_The task_: Copy the records that follow exactly as written, but not their pictures.

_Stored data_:

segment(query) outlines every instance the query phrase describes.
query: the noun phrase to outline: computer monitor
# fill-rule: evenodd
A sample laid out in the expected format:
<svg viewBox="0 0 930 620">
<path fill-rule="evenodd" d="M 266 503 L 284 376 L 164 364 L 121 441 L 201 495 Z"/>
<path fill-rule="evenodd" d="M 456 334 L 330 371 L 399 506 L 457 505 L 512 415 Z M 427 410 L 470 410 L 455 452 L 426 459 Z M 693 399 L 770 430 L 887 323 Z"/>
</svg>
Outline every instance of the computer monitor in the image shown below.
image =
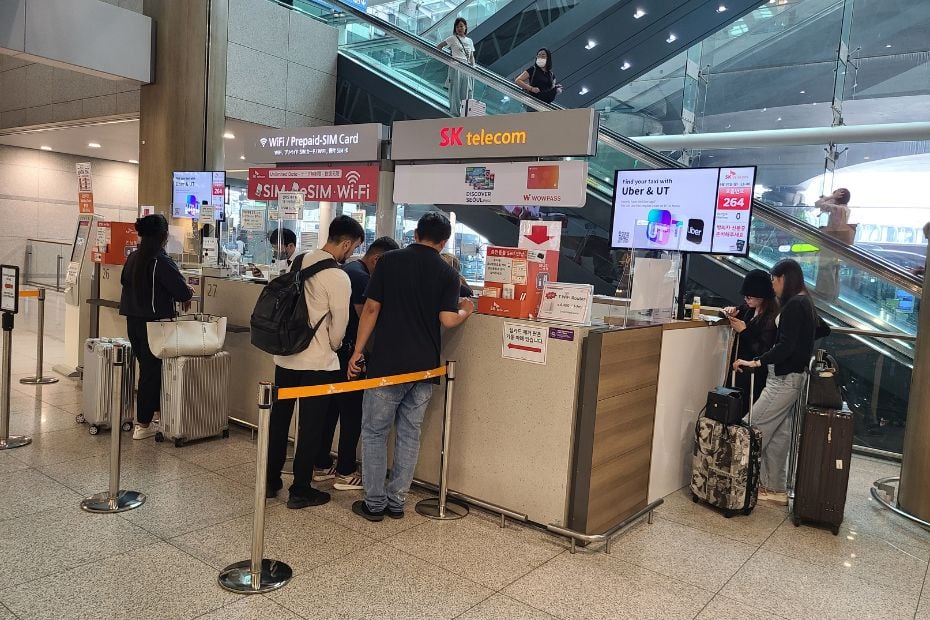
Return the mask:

_Your response_:
segment(query) outlines every instance the query phrase describes.
query: the noun phrase to outline: computer monitor
# fill-rule: evenodd
A sample laid out in the expected format:
<svg viewBox="0 0 930 620">
<path fill-rule="evenodd" d="M 266 503 L 284 376 L 164 364 L 121 441 L 201 495 Z"/>
<path fill-rule="evenodd" d="M 456 334 L 330 371 L 399 506 L 457 505 L 512 415 Z M 427 410 L 470 410 L 455 452 L 426 459 Z M 693 399 L 770 430 L 887 323 Z"/>
</svg>
Outline every instance of the computer monitor in the image shown below.
image =
Return the mask:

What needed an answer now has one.